▶ **GIVEN REQUEST**: Reproduce the listing below line for line, changing nothing.

▶ **DATASET ENTRIES**:
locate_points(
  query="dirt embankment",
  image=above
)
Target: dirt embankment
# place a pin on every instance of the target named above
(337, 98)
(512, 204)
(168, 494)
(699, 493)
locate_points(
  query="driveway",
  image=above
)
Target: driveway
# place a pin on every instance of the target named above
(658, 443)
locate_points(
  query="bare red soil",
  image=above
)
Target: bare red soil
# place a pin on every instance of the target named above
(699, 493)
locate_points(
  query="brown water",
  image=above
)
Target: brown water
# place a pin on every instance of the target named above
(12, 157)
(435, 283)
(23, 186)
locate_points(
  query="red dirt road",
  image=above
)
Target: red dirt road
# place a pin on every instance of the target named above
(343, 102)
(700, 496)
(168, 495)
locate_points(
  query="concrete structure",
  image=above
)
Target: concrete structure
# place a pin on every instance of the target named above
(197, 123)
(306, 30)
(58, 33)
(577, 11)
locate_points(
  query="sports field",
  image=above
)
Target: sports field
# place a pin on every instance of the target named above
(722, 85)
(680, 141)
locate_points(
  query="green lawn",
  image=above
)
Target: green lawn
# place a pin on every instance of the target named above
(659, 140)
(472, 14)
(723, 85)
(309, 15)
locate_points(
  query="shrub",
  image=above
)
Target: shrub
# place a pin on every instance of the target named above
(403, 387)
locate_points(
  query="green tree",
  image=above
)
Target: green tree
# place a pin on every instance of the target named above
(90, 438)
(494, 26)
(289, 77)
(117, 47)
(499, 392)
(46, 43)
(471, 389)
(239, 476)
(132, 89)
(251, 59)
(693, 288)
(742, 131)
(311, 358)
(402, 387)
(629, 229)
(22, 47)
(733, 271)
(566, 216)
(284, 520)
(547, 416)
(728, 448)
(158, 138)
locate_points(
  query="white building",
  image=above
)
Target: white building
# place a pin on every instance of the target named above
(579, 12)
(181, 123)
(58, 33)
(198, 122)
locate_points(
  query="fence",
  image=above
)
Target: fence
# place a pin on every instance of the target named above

▶ **COMPLETED EXERCISE**:
locate_points(
  query="dirt embankment",
  image=above
)
Target: dirt embankment
# place a pin on every instance of the target named above
(337, 98)
(512, 204)
(168, 494)
(699, 493)
locate_points(
  query="driveway",
  image=above
)
Target: driveway
# place a pin on every instance of the target named above
(658, 443)
locate_points(
  query="bare red soil",
  image=above
)
Target: bare red soil
# place a pin on every instance of the target named above
(699, 493)
locate_points(
  query="brown water",
  image=above
)
Target: brown water
# place a pin on every instance of the target named above
(12, 157)
(435, 283)
(23, 186)
locate_points(
  query="red dirt road",
  image=above
)
Target: red dirt road
# place a pin on every instance of the target named above
(343, 102)
(700, 496)
(168, 495)
locate_points(
  query="concrete structure",
  image=above
)
Target: concrete structure
# place a pin on every instance of the target named above
(197, 123)
(306, 30)
(58, 33)
(577, 11)
locate_points(
  query="sports field",
  image=above
)
Target: sports field
# place a pin on every instance of the target named above
(722, 85)
(680, 141)
locate_points(
  query="green lawn",
  image=above
)
Target: green lawn
# place a pin on every instance of the target named above
(659, 140)
(472, 14)
(723, 85)
(309, 15)
locate_points(
  query="shrub",
  image=above
)
Target: shrub
# place a pin on every instance of the target named above
(403, 387)
locate_points(
  query="green tree",
  image=above
)
Target: green tree
# place a pin on every instance of the target named above
(90, 438)
(494, 26)
(289, 77)
(117, 47)
(499, 392)
(46, 43)
(471, 389)
(239, 476)
(132, 89)
(251, 59)
(693, 288)
(742, 131)
(311, 358)
(402, 387)
(629, 229)
(22, 47)
(733, 271)
(566, 216)
(284, 520)
(547, 416)
(728, 448)
(158, 138)
locate_points(
  query="white building",
  image=above
)
Target: white building
# place a pin on every instance of the target named above
(579, 12)
(181, 123)
(58, 33)
(198, 122)
locate_points(
  query="fence",
  image=above
)
Target: fence
# place a pin on every instance of the target named above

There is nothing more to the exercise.